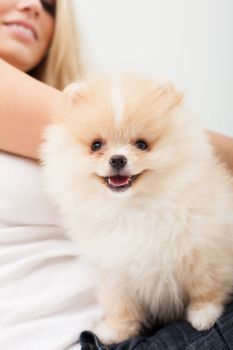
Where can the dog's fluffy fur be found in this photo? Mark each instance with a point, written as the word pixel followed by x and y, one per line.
pixel 162 243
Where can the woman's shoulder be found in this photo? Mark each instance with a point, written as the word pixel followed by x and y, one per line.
pixel 22 198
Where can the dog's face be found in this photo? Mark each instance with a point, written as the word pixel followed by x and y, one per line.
pixel 119 128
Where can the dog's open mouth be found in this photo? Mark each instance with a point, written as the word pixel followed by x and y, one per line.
pixel 120 182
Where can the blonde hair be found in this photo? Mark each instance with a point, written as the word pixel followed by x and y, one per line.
pixel 62 64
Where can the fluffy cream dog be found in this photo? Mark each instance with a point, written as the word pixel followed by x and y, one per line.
pixel 146 200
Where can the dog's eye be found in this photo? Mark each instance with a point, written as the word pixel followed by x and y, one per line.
pixel 96 145
pixel 141 144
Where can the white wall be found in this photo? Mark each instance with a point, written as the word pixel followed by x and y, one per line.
pixel 187 41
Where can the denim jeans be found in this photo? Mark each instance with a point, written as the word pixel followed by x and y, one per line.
pixel 175 336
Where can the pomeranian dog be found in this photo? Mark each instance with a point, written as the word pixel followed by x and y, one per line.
pixel 146 200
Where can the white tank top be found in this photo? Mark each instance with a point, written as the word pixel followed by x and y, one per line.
pixel 46 293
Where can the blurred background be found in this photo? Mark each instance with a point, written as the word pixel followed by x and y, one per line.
pixel 187 41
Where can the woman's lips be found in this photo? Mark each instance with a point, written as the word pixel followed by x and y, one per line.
pixel 21 31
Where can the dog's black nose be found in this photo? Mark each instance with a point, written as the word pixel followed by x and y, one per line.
pixel 118 161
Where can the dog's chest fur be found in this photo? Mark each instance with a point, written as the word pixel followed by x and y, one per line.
pixel 137 244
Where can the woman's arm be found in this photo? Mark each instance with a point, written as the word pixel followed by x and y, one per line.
pixel 224 147
pixel 25 108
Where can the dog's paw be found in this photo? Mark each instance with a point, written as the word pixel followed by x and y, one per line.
pixel 106 333
pixel 203 316
pixel 115 332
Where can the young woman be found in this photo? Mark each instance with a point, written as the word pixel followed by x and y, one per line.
pixel 45 292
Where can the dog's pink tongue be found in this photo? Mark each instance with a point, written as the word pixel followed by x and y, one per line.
pixel 118 180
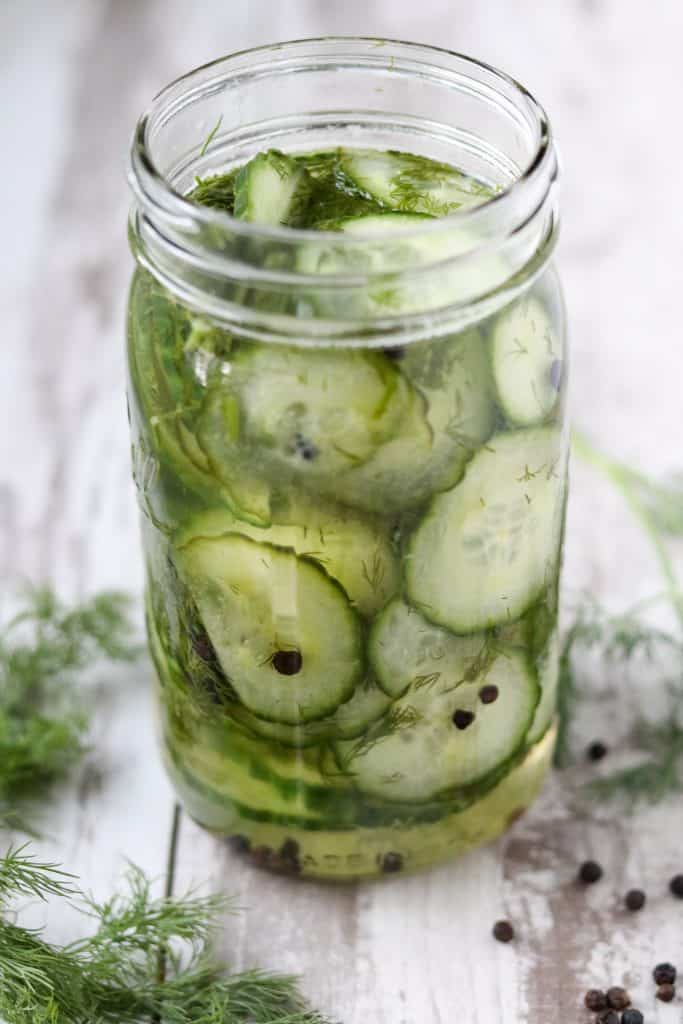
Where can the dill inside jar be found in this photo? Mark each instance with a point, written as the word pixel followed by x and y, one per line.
pixel 347 389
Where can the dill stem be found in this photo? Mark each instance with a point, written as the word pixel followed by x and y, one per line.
pixel 624 479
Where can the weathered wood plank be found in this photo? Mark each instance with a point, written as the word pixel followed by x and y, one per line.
pixel 414 949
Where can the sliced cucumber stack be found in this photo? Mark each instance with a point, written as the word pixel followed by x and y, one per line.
pixel 411 270
pixel 307 414
pixel 284 632
pixel 452 414
pixel 367 704
pixel 487 547
pixel 404 182
pixel 442 735
pixel 352 551
pixel 527 361
pixel 409 652
pixel 268 188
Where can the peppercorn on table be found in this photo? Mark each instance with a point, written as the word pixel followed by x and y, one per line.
pixel 418 949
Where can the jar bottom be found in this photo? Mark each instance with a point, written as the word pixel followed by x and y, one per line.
pixel 308 850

++++

## What is required
In your copy of the records, include no pictures; repeat everything else exactly.

## Answer
Where can the dog's fluffy fur be found in this photo? Mark each instance with a point, written as the word pixel followed by x and y, one per line.
pixel 162 243
Where can the woman's shoulder be found in this photo? Mark each instance with a point, written as the word pixel followed by x and y, one per line.
pixel 22 198
Where can the dog's face be found in this photo? Mark each instance with a point, written as the word pixel followed by x and y, one per line.
pixel 119 128
Where can the dog's open mouth be found in this photo? Mark each instance with a point, written as the word pixel followed by x and y, one per line.
pixel 120 182
Where can the blonde hair be found in this photo? Mark each instance with a point, written as the word pixel followed by x and y, one per line.
pixel 62 64
Where can the fluffy cream dog be found in this photo? Mark each instance with a point, written as the word pixel followed by x and y, one per line.
pixel 146 200
Where can the dog's eye be found in this photo? Mark each instance with a point, written as the word pixel followed by x and y, one per line.
pixel 96 145
pixel 141 144
Where can the white wall be found in this photo? Mark each instance with a point, written as the word pixel followed by x and y, one per line.
pixel 187 41
Where can the denim jeans be found in this photo? Mark each instance with a point, written as the word pixel followed by x and y, one per line.
pixel 175 336
Where can the pomeranian dog be found in this photo? Mark each instance with a point, written as the word pixel followed by x and y, one per line.
pixel 146 200
Where can the white tank top be found in this photo? Mark each instance with a point, written as the word pixel followed by x and y, one per line.
pixel 46 293
Where can the blurred background be found in this photo? Mark each instance with a point, written as the word pixel followed by x and y, one per line.
pixel 187 41
Where can the woman's lips be found in this photo? Mark each instance with a point, written as the word pixel followed by x and y, one per line.
pixel 21 31
Where can the dog's black nose be found in this photo? Mark each instance with a point, written as the word pixel followed by x and y, one per line.
pixel 118 161
Where can the dog's chest fur be found in this photo? Mark each instance with a point, written as the word pixel followed by x and y, one per line.
pixel 137 244
Where can the woman's arm be found in this photo? Mark each instance with a point, written as the word pixel followed by x and y, one per line.
pixel 224 147
pixel 25 108
Where can the dog's paw be found in this photo? Mark each instance with a point, written as the word pixel followed by x and y, one per line.
pixel 106 333
pixel 203 316
pixel 115 332
Where can the young woman be found in this photo? Mark each instance with a point, written as the word pixel followed by x and y, one per line.
pixel 45 292
Where can the dog's pink tongue be found in this photo? Mark each instance with a point, written as the word pixel followed by x and y, one per line.
pixel 118 180
Where can the dill inside jar be found in this photo? Mark each instance with a point, written as the word pixel followed by x and y, one per line.
pixel 347 389
Where can the dill stem be found in this photo? Mark each instance with a point, written as the word pixel followed by x and y, one per line.
pixel 624 479
Where can the weathered wood plank be found in this photo? Mark each instance with a point, written as the word pixel followed by x and y, one per line.
pixel 414 949
Where can the sliced cucumber stack be found in this photo? Mark each instance with a point, written as the word pixel followed by x and y, one per line.
pixel 411 270
pixel 307 414
pixel 284 632
pixel 452 414
pixel 367 704
pixel 487 547
pixel 404 182
pixel 442 735
pixel 352 551
pixel 527 361
pixel 409 652
pixel 268 188
Where can the peppercorn on table be found in this photo? Mark each instance with a point, written as the word pixel followed by x and y, one per line.
pixel 418 949
Where can the jar bottom be found in this photo? Mark each instance with a point, written as the word pixel followed by x and y, one per line.
pixel 308 850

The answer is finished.